# Work instructions
Gather every line in the material below that contains the string "frame". Case counts, so only lines with that exact capitalization qualify.
---------- Data shown
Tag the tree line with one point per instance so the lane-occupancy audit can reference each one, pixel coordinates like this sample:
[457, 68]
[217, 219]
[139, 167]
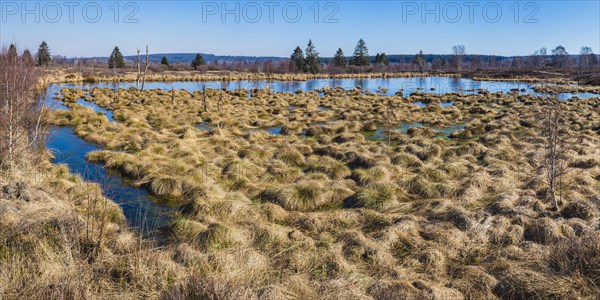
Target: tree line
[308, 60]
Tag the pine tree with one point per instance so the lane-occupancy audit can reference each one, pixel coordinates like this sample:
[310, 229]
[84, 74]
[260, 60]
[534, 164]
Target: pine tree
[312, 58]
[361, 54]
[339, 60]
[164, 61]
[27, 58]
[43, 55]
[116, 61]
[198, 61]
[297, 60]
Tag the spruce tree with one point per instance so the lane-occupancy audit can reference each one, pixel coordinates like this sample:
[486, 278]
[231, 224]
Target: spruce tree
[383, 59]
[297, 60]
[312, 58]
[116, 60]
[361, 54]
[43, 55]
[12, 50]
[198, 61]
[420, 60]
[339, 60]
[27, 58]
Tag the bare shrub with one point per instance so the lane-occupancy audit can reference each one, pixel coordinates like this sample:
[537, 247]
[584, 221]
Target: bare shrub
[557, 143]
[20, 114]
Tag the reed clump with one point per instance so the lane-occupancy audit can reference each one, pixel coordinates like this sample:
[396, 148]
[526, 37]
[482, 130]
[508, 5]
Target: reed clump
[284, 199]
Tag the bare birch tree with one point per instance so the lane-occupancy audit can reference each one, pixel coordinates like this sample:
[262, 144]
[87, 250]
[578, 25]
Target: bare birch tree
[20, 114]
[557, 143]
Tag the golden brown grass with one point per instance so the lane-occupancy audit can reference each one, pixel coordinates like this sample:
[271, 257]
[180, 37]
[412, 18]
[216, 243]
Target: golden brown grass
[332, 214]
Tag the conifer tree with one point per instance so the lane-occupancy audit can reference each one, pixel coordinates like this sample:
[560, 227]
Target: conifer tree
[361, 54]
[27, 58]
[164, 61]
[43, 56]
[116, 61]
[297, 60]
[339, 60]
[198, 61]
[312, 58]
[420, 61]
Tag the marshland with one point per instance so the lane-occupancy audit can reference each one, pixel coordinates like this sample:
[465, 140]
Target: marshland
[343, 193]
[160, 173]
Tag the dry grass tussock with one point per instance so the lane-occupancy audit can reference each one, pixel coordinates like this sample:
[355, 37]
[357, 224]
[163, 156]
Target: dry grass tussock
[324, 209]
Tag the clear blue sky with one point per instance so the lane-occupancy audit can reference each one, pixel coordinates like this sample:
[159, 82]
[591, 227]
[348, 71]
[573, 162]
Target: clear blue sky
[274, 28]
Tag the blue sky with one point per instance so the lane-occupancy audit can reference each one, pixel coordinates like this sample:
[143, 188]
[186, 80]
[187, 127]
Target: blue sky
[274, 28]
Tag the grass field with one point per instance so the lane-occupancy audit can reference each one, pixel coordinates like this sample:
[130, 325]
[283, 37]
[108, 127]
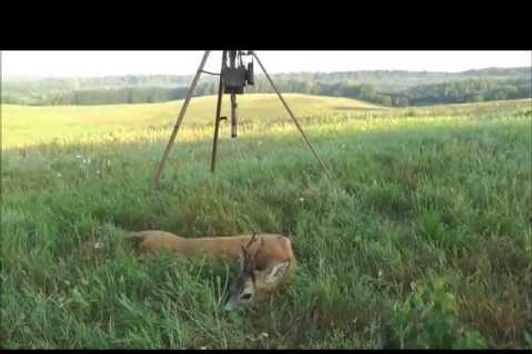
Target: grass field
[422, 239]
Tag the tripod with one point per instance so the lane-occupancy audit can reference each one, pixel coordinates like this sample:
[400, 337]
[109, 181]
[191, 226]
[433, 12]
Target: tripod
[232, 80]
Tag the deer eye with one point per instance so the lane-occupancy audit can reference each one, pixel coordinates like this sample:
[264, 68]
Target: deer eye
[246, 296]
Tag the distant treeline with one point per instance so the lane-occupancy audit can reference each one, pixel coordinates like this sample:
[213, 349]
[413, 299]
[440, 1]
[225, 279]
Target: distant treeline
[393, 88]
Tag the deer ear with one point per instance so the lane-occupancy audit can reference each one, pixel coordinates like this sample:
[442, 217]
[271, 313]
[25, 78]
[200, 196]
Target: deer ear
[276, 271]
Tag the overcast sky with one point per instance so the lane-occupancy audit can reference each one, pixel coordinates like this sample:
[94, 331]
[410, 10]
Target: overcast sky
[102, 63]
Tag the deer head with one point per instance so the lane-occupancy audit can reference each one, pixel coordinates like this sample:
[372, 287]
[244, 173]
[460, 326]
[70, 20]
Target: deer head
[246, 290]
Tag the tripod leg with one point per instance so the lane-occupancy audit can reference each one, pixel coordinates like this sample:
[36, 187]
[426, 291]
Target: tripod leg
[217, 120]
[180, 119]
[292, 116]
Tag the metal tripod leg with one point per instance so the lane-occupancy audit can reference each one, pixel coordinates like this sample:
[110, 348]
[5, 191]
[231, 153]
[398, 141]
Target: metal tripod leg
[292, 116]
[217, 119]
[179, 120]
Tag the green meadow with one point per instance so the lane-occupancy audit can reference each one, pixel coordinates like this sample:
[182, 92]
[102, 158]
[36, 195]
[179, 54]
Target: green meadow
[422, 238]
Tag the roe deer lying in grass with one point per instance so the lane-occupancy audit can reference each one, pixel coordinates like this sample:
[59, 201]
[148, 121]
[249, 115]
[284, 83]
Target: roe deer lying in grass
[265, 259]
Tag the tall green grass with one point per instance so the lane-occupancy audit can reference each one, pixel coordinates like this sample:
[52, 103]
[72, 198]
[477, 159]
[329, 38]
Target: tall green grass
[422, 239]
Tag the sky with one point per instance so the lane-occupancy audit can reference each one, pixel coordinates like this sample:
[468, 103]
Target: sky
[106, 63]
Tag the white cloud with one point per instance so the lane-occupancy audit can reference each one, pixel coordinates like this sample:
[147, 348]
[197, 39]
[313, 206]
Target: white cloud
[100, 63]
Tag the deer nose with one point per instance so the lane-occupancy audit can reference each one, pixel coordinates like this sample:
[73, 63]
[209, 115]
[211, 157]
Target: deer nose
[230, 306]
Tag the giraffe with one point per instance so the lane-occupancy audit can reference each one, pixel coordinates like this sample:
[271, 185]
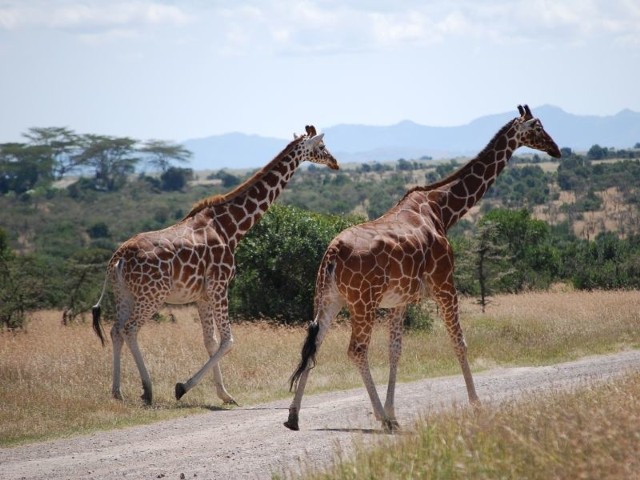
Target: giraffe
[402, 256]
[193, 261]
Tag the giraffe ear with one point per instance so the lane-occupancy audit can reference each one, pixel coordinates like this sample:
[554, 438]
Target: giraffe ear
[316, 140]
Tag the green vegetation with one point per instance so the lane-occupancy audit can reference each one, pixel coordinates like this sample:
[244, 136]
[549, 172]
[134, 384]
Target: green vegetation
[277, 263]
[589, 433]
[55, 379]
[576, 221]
--------------------
---------- Data shown
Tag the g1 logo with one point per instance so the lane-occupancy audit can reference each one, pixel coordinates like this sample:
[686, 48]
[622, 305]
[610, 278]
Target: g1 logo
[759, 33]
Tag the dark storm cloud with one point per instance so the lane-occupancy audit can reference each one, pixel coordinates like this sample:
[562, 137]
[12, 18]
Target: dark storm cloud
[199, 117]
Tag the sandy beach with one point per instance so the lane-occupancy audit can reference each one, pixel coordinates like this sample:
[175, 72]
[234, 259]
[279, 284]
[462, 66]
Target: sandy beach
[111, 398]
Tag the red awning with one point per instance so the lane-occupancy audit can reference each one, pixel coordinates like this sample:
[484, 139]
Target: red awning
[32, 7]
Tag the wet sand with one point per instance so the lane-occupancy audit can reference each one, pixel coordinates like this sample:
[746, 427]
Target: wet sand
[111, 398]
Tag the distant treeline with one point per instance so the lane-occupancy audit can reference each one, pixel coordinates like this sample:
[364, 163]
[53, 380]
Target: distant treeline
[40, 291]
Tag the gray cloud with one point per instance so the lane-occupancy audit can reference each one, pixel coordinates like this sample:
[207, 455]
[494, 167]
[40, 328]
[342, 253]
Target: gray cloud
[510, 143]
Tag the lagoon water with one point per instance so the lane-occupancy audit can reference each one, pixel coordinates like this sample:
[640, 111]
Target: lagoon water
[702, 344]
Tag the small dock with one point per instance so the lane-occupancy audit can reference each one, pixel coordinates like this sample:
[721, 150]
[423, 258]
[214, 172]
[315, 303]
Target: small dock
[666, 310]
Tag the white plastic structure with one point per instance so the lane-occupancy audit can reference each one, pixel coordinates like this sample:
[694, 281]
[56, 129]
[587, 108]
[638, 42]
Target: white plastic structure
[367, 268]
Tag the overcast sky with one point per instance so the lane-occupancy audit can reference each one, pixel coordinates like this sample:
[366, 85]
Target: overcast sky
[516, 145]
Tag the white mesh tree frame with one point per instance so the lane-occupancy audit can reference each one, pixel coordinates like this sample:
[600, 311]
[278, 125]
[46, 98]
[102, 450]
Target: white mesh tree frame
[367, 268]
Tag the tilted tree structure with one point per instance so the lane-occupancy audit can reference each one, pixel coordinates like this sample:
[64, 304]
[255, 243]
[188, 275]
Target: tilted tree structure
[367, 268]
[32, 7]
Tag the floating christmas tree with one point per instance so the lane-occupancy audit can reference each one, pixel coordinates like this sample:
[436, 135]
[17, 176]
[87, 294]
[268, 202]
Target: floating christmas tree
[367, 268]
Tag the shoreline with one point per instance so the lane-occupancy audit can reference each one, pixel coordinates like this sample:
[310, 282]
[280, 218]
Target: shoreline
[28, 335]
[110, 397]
--------------------
# Reply
Tag the white mesh tree frame with one point per instance so the lane-occupancy audit can reference each one, pixel coordinates like this sample:
Target: white mesh tree frame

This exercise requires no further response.